BEGIN

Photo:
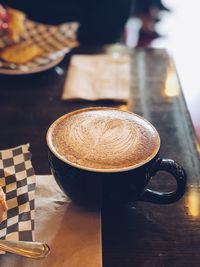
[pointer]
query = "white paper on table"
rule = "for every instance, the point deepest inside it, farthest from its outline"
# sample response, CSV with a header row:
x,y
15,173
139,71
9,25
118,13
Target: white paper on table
x,y
98,77
73,234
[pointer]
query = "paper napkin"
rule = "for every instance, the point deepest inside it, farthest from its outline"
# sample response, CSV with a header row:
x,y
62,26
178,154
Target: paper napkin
x,y
17,180
97,77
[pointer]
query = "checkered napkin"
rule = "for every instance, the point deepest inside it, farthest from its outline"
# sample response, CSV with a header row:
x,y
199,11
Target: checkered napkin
x,y
55,42
17,180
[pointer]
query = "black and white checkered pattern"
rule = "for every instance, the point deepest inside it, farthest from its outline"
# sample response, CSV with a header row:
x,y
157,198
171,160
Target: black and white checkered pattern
x,y
17,180
55,42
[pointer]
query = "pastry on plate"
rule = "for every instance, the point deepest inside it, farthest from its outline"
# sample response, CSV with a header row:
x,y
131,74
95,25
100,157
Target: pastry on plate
x,y
11,23
20,53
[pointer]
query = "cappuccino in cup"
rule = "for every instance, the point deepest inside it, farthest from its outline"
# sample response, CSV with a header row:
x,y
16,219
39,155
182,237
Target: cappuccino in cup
x,y
96,152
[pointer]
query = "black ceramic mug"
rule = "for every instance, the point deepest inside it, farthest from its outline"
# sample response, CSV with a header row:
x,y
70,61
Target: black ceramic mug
x,y
105,155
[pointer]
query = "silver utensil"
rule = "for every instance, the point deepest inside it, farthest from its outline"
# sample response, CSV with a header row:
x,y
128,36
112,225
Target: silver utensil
x,y
35,250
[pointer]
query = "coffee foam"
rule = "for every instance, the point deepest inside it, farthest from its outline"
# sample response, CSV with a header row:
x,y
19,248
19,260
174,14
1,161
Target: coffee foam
x,y
103,139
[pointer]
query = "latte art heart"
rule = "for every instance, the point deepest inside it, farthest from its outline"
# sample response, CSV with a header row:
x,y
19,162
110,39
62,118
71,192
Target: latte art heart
x,y
103,139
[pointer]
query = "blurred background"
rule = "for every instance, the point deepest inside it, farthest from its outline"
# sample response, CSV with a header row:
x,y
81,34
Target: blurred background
x,y
176,29
137,23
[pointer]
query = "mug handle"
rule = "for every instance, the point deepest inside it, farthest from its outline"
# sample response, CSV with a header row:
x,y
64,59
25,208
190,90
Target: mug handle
x,y
177,172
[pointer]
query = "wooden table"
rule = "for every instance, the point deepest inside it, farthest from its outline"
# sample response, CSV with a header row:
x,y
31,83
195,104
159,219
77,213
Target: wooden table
x,y
140,234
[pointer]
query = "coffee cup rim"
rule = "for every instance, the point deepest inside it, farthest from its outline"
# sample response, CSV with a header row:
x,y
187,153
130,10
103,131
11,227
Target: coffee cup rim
x,y
123,169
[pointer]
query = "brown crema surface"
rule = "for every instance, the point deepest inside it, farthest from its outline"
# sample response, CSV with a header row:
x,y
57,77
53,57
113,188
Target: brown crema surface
x,y
103,138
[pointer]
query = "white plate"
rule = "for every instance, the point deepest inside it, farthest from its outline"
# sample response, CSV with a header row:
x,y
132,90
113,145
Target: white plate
x,y
55,41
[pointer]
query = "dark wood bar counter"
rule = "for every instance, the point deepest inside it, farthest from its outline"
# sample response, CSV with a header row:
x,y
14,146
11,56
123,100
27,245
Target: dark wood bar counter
x,y
141,234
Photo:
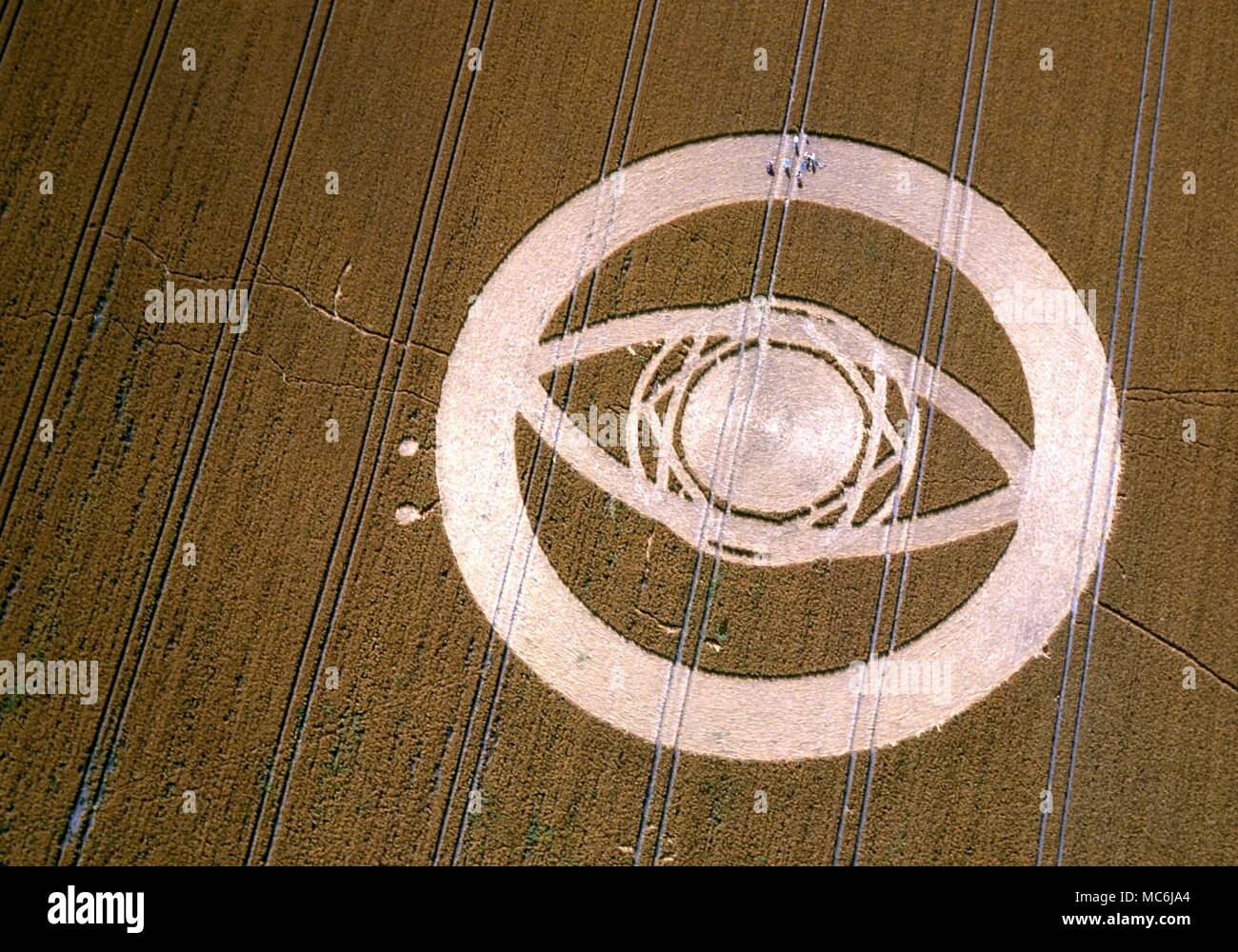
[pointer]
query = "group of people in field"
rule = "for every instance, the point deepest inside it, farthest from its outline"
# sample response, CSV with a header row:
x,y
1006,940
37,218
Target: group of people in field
x,y
806,161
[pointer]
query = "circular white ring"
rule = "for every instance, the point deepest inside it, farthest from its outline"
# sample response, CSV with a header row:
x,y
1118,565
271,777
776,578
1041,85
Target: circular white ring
x,y
1009,618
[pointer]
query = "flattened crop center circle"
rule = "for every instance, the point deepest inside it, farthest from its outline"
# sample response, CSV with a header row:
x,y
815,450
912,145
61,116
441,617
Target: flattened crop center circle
x,y
1006,623
805,427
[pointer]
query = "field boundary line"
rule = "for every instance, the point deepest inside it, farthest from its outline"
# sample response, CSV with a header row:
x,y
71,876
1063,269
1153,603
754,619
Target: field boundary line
x,y
87,811
12,24
1096,452
77,252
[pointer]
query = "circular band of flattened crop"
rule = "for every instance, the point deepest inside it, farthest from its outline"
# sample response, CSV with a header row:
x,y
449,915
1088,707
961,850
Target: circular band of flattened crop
x,y
1007,622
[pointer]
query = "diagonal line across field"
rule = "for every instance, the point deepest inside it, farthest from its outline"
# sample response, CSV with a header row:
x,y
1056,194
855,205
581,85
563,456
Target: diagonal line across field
x,y
87,804
60,313
956,260
382,437
1096,450
1122,411
479,763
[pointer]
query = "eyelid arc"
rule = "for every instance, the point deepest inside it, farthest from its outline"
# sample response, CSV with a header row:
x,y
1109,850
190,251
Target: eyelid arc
x,y
815,327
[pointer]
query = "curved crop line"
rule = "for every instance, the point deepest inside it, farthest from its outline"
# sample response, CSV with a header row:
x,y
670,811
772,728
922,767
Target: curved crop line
x,y
298,730
1122,411
924,447
914,425
739,371
83,810
487,658
1096,450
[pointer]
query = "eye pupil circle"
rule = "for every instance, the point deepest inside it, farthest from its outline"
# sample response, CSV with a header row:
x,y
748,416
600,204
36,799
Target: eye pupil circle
x,y
804,429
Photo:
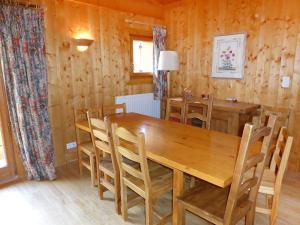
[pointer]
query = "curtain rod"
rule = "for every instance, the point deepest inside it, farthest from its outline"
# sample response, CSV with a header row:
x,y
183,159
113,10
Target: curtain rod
x,y
144,23
23,4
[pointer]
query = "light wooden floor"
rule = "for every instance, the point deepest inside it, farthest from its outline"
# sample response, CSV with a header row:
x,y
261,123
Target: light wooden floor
x,y
71,200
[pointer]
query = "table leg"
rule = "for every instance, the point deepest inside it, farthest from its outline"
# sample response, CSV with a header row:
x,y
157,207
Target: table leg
x,y
178,188
235,124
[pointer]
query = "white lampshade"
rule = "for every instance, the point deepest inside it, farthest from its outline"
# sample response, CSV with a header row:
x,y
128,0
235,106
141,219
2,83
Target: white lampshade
x,y
168,61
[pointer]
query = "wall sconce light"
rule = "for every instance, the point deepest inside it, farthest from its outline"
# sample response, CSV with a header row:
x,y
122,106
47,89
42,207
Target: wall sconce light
x,y
83,44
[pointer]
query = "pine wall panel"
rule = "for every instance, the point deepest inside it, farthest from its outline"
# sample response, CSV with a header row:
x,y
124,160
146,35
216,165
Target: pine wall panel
x,y
273,51
91,78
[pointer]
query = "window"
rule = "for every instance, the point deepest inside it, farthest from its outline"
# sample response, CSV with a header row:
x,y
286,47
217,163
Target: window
x,y
141,59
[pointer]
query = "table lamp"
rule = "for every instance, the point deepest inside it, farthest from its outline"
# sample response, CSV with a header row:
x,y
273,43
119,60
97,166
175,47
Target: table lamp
x,y
168,61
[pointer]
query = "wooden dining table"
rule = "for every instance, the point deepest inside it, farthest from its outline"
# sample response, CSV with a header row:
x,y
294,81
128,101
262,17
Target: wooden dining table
x,y
204,154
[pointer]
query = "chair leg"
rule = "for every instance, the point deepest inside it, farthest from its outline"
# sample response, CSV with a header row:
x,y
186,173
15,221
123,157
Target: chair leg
x,y
274,210
149,211
79,162
250,216
124,207
92,166
117,195
101,188
182,212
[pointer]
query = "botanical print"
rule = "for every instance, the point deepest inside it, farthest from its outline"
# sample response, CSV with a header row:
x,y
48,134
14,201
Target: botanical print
x,y
228,59
228,56
25,78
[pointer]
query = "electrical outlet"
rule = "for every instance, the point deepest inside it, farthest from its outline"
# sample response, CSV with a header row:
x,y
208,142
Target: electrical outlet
x,y
71,145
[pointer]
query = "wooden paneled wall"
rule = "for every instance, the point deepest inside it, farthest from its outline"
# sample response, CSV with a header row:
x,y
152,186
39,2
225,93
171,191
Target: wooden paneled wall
x,y
273,50
91,78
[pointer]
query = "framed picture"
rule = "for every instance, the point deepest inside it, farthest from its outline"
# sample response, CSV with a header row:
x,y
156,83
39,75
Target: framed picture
x,y
229,56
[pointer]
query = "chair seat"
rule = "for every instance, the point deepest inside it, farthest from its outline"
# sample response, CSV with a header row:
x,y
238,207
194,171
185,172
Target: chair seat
x,y
106,166
268,182
161,180
87,148
209,201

END

● **TASK TO COMPLETE**:
Reproduce, word for word, the lines of the data from the one that contains "Target: botanical print" to the end, both ends included.

● **YOUR RESPONSE**:
Target: botanical print
x,y
228,59
228,56
25,78
[pointer]
query = "electrical outlet"
rule = "for every instance, the point deepest inside it, farthest from its outline"
# sample response, CSV with a header row:
x,y
208,142
Target: electrical outlet
x,y
71,145
[pointer]
query = "wooden paneled wall"
rule = "for every instance, the point deepest inside it, farthest from its outline"
# sample response, CSV with a header row:
x,y
152,186
39,2
225,93
171,191
Target: wooden paneled wall
x,y
273,50
91,78
[pointer]
query = "framed picture"
rule = "for every instance, the point deepest inside it, farthest from its outline"
# sample response, CSV with a header row:
x,y
156,83
39,75
Target: framed picture
x,y
229,56
[pointer]
query = "chair seat"
rule = "for every instance, the point deepest inside it, farthest from its outline"
# sample response, CSV with a header row:
x,y
238,207
194,171
185,172
Target: chair seat
x,y
106,166
268,182
161,180
87,148
209,201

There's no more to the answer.